----- DATA RECORDS

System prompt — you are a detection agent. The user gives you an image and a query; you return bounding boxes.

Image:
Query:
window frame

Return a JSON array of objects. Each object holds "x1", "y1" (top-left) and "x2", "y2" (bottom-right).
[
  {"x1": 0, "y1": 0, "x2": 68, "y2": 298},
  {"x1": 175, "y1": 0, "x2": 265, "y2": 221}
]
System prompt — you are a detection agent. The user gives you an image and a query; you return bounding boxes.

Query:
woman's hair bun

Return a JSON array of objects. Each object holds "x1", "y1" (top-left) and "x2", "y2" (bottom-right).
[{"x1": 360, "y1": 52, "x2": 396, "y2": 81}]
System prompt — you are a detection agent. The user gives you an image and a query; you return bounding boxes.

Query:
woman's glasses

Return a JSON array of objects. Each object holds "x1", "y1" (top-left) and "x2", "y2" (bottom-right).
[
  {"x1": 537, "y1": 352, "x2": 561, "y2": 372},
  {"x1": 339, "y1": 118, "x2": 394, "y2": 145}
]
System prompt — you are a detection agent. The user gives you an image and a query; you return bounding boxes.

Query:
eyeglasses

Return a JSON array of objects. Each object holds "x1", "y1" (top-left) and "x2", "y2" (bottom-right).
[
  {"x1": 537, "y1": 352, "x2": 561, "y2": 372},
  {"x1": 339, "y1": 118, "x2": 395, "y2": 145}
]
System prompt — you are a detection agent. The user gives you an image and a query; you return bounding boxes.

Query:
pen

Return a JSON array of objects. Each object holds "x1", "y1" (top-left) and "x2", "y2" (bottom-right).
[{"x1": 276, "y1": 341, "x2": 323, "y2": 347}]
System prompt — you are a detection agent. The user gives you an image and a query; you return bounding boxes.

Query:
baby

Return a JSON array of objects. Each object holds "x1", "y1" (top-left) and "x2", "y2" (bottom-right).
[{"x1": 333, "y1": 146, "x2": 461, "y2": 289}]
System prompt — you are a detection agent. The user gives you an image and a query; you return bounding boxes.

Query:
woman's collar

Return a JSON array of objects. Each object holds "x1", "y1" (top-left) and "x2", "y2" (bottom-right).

----------

TO DO:
Search the entries above for "woman". Return every line that has it.

RESULT FOR THIS TASK:
woman's hair bun
woman's glasses
woman's collar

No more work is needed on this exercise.